__A block of data__:
######
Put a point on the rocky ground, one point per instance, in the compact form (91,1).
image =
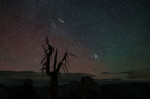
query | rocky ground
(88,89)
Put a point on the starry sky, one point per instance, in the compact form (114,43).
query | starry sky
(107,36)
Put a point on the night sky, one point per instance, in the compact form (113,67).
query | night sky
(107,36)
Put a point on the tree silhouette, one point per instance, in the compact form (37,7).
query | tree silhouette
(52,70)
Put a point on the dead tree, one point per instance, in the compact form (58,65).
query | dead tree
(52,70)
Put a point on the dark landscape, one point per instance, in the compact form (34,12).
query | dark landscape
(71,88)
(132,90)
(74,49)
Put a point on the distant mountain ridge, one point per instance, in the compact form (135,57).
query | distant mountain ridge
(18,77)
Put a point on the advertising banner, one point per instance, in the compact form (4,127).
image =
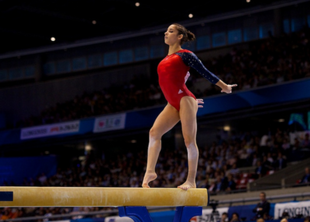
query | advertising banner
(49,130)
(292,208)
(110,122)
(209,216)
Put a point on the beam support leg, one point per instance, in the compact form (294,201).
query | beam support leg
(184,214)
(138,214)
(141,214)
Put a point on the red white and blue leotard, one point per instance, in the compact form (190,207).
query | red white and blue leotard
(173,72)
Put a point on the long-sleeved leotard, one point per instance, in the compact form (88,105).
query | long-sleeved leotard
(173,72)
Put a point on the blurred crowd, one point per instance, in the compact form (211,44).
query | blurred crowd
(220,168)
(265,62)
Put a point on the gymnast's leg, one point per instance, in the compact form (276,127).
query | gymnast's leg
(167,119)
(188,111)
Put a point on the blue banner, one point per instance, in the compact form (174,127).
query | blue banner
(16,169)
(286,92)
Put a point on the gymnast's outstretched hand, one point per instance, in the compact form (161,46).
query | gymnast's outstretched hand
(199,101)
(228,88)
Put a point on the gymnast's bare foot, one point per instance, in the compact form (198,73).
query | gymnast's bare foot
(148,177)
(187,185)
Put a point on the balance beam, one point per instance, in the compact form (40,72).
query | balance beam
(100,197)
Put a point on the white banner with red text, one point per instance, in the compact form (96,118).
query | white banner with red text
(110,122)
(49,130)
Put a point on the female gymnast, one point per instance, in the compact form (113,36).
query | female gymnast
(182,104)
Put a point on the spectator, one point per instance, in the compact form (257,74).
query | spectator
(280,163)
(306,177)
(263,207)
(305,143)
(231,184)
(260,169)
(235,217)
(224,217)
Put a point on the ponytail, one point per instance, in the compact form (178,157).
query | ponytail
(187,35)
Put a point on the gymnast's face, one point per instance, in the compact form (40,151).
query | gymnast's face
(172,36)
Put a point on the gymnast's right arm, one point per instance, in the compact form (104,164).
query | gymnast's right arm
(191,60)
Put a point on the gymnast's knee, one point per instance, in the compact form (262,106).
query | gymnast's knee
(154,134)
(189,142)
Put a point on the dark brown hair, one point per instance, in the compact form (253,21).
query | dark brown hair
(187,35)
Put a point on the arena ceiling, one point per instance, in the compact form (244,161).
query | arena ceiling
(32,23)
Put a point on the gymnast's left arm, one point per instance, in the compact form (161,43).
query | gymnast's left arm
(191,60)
######
__INSTRUCTION__: Repeat exactly the lines above, starting with the line that contains "Put a point on the long-sleeved" and ending with the last line, both included, and nothing else.

__RESULT FOR THIS EXERCISE__:
Put a point on the long-sleeved leotard, one point per instance, in the compact form (88,105).
query | long-sleeved leotard
(173,72)
Put a point on the blurred crowd, one point per instance, in the compact form (211,44).
query | blurred crowd
(220,168)
(265,62)
Put a point on the gymnast's leg, one point per instance, in the compact form (276,127).
query | gymnast's leg
(167,119)
(188,111)
Put a point on the blue banner, one point per instance, in the compact form (174,127).
query | blue banner
(16,169)
(286,92)
Put a point on the gymnast's outstretched hand, one point per instance, in the compact form (161,46).
query | gymnast's outstretched hand
(199,101)
(228,88)
Put a point on the gymnast's bare foot, one point per instance, in the compact form (198,73).
query | gymnast's bare foot
(148,177)
(187,185)
Put a point on the balance beam, one point per instance, in the compact form (40,72).
query | balance beam
(100,197)
Put a point on the white banner with red text, one point per instance, in the compact form (96,118).
query | white banner with red text
(110,122)
(49,130)
Put a point on the female gymnast, one point per instance, in the compact form (113,36).
query | female gymnast
(182,104)
Put a point on the spectator, one point per instance, in the compact form (257,74).
query | spectator
(280,163)
(306,177)
(263,207)
(305,143)
(231,184)
(260,169)
(235,217)
(224,217)
Put a point on the ponytail, one point per instance, in the compact form (178,157).
query | ponytail
(187,35)
Put a point on the gymnast's face, one point per instance, in the compact form (40,151).
query | gymnast's face
(172,36)
Put a point on the gymnast's right arm, one point per instance, in the compact form (104,164).
query | gymnast's right arm
(191,60)
Put a point on the gymnast's knee, one point per instance, in the compact form (262,106).
query | gymnast's knee
(154,134)
(189,142)
Put a point on the dark brown hair, one point per instance, in the compact form (253,21).
query | dark brown hair
(187,35)
Put a point on the arena ceiling, one point per instance, in the compact form (244,161).
query | arena ceiling
(32,23)
Put a point on the gymnast's left arm, one point per instance, in the compact form (161,43).
query | gymnast's left arm
(191,60)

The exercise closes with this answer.